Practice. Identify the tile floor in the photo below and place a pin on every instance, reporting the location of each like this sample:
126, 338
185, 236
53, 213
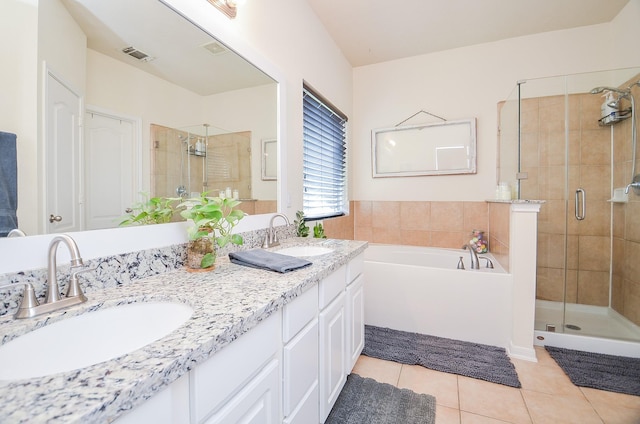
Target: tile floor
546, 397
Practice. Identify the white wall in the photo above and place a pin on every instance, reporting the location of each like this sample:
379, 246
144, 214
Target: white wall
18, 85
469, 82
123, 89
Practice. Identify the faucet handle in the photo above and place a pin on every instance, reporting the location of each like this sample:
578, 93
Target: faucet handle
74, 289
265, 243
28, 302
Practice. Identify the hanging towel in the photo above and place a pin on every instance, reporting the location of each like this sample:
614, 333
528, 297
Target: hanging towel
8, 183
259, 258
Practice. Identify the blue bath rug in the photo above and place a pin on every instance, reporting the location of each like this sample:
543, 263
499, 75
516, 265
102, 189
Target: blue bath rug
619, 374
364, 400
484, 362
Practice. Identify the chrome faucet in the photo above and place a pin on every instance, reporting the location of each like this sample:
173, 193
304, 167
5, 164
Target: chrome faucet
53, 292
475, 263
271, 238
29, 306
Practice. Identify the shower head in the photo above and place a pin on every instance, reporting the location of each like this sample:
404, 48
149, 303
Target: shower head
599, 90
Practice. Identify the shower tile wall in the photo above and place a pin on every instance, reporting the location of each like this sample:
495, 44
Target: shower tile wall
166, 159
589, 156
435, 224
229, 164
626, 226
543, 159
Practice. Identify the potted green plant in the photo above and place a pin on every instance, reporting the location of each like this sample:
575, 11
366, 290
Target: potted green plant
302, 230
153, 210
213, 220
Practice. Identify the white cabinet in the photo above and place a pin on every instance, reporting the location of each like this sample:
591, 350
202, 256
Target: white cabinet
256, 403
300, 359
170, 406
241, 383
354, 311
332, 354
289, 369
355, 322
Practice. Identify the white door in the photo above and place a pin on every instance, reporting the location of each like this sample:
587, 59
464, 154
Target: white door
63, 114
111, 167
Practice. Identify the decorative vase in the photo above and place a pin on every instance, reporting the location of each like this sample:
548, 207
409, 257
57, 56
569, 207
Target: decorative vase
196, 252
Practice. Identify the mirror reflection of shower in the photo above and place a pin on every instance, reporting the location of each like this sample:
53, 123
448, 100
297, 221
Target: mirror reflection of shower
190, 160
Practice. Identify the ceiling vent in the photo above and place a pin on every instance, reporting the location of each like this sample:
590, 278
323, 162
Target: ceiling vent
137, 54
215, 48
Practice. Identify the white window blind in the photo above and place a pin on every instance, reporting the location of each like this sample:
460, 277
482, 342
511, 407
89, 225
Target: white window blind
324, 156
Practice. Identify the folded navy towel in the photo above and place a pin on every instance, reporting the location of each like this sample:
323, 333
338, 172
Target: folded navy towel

==

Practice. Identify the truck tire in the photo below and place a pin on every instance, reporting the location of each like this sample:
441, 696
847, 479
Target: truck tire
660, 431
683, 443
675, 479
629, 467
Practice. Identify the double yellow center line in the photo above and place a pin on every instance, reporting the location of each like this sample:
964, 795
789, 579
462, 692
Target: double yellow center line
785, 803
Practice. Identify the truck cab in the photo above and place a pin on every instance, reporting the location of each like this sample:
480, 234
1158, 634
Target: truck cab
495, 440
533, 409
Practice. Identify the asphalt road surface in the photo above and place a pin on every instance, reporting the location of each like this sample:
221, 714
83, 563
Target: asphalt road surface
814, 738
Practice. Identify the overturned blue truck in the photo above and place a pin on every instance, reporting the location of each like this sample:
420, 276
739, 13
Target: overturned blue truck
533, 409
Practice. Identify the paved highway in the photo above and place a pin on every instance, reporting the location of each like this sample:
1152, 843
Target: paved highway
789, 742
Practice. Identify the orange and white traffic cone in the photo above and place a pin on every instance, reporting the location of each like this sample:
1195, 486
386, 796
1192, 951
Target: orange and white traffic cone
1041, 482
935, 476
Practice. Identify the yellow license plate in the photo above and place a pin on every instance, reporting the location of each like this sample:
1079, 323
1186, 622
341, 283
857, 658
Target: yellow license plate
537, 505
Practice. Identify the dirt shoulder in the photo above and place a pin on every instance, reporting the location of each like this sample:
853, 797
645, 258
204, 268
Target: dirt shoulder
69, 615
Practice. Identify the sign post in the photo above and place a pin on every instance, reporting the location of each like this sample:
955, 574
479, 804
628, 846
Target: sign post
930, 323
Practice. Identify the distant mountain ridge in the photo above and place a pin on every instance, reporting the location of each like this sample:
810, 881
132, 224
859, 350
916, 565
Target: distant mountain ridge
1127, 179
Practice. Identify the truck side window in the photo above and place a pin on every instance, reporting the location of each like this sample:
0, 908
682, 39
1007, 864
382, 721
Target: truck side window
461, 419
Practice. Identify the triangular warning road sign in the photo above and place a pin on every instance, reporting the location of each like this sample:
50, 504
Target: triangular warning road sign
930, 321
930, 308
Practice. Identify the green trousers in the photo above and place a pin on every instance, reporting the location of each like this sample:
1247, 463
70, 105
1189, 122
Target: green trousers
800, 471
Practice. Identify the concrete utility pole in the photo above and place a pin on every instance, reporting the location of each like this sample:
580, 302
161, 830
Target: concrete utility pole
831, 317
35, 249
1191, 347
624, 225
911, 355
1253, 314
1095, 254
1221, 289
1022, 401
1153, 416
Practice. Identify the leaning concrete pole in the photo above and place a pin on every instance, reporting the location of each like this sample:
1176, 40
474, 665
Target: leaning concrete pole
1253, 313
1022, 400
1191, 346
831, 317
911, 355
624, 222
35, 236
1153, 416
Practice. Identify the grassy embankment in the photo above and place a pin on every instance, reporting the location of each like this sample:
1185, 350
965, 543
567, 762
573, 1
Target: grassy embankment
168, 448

• WHAT TO DO
Put the listing lines above, from the line with "Practice. Identify the folded" to the line with "Target: folded navy towel" (both included), into a Markdown table with a Row column for the running number and a Listing line column for the text. Leave out any blank lines.

• FINISHED EXERCISE
| Row | Listing line |
|---|---|
| 1 | Practice. Identify the folded navy towel in the photo above and place a pin on every instance, reporting the location of each like this sample: |
| 2 | 323, 333 |
| 3 | 338, 172 |
| 4 | Target: folded navy towel |